→ **Text passage**:
Vancouver Island residents on the waiting list for organ transplants are required to travel to Vancouver General Hospital for medical appointments every three months. Tony had an appointment for a routine check-up on May 4 of this year, and Beth had packed for two days travel to the mainland. On the morning of May 3, they were late getting started on their trip. They were on their way out the door when the phone rang. Thinking it was a telemarketer, Beth told Tony to ignore it. Thankfully, he didn’t.“It was the call to say that the transplant was a go,” Beth says. “We had only two changes of clothes in the car, but we had to get on the road to ensure that we would make the next ferry.”

Beth explains despite the excitement of getting ‘the call’ there is no guarantee of getting the transplant. The organ donor is in the hospital on ‘organ support’ (not ‘life support’), so there is a window of time to call potential recipients. Organs are usually harvested in the evening because the operating theatres are booked during the day. Sometimes the surgical team will prepare more than one patient, just in case. If at any point they find a problem with any of the donor organs or potential recipients, they cancel the transplants.

Tony was admitted to hospital later that afternoon. They did the necessary pre-operative tests and determined that it was a good match biologically and the lungs were a good physical fit. He went into surgery at 3:00 am on May 4. Beth’s eyes tear up with a mixture of joy and sadness when she recalls Tony’s reaction to the news. “May the fourth be with me!” he said with a weak smile as they wheeled him into the OR.

Tony would spend the next three months recovering in Vancouver. There were some complications, and there will always be challenges, but he is now free of his dependence on supplemental oxygen and making huge strides toward living a normal life. He knows that his organ donor was an individual who died of a drug overdose. He and Beth think about this person often.

“He is especially on our minds because Tony suffers from chronic pain due to his arthritis, and he knows that the person that died was struggling and needed help… and they didn’t get it,” Beth says. “We have a lot of compassion for the organ donor, and their extended family. The transplant team asks that you wait a year before you write an anonymous letter to the family to thank them. It will be a difficult letter to write.”

→ **Entries supplied**:
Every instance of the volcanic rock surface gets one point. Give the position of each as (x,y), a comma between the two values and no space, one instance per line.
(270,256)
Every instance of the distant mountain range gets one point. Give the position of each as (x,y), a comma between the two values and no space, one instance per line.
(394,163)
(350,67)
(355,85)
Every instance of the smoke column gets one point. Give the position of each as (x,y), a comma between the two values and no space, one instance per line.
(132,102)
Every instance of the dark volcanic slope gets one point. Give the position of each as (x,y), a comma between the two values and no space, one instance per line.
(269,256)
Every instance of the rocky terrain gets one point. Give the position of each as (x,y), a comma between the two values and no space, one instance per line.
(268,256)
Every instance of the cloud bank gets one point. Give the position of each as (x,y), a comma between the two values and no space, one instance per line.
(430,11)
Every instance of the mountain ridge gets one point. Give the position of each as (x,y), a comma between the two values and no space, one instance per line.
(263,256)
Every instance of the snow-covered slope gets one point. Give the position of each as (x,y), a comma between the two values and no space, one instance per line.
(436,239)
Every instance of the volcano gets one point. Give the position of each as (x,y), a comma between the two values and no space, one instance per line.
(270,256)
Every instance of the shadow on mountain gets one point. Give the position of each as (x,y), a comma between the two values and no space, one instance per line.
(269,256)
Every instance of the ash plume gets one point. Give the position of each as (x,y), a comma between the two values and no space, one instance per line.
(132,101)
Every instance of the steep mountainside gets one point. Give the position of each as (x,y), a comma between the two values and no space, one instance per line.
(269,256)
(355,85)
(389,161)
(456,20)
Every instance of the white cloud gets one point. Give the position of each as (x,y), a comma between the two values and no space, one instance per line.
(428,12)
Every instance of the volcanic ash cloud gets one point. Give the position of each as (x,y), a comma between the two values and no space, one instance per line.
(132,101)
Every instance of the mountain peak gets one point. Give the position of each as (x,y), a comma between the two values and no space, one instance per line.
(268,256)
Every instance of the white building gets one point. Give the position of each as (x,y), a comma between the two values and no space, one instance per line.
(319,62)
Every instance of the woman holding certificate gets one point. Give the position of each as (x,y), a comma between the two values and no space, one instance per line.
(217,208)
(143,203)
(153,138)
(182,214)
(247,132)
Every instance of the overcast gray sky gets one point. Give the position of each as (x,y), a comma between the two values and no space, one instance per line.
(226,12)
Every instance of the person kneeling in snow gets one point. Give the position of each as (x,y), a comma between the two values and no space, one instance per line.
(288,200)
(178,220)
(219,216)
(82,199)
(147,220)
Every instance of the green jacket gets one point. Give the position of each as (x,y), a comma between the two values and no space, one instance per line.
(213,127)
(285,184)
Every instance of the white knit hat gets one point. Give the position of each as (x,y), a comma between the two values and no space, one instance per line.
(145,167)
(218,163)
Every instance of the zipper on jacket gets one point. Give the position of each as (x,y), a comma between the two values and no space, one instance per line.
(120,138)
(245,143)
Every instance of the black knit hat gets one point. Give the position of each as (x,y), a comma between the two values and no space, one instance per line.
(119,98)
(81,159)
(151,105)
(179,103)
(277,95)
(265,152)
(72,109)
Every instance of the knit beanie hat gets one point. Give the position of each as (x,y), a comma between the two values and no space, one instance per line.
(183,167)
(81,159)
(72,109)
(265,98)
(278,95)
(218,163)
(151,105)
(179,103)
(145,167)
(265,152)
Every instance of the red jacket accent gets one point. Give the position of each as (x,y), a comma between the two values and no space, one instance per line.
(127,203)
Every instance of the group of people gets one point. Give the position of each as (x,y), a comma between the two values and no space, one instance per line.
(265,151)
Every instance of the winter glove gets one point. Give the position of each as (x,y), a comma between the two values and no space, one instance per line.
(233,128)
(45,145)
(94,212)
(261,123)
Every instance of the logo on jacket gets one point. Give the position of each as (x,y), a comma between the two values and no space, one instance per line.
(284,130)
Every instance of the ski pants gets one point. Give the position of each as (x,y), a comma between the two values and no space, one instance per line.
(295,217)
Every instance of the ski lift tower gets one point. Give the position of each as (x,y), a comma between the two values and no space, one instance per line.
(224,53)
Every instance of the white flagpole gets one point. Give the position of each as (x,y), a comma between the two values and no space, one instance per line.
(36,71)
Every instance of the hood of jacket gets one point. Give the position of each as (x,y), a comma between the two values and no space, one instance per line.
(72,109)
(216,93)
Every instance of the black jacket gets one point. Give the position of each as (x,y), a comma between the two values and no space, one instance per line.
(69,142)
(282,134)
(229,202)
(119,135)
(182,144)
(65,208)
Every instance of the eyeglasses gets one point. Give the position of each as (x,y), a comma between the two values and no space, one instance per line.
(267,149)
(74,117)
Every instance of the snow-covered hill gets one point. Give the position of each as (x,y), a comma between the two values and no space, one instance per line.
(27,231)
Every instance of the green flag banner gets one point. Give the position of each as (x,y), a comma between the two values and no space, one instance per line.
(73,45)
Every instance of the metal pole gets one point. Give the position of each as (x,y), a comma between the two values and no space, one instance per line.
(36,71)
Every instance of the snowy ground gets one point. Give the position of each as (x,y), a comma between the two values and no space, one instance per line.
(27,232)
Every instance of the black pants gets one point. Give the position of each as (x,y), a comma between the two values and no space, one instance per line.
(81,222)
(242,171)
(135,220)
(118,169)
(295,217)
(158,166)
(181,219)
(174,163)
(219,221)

→ **Activities**:
(A) According to the passage about Tony's lung transplant, at what time did Tony go into surgery?
(B) Continue the passage about Tony's lung transplant from its last sentence.

→ **Answers to the tasks**:
(A) He went into surgery at 3:00 am on May 4.

(B)
While Bobby Bates and his family chose to live through their organ transplant experience more privately, the Dukes felt that they needed to share their story.

“This became apparent to us early on in our journey, when we began sharing on social media and doing internet research that connected us with several online support forums in various countries,” says Beth. “It is not commonplace for people to see details about organ donations and transplants. But we feel that this is a subject that needs to be discussed. The three-month waiting period for us was relatively short, yet it seemed like forever because we had no control. When you are on the waiting list you are just sitting there, waiting for the phone to ring. Your lives are on hold.

“Receiving the gift of new lungs has changed Tony’s future,” Beth says. “The alternative was that he didn’t have long to live. He has a renewed passion for his work. I have been coping by doing a lot of writing, and I am putting together a workbook as a resource for transplant caregivers. We have also started a website, to educate people about organ donation.” (www.transplantrogues.com)

“Being an organ donor should be a no-brainer,” concludes Bobby’s mom, Linda. “At the worst moment of your life, you have the ability to save up to eight lives. If you could help someone else, why wouldn’t you?”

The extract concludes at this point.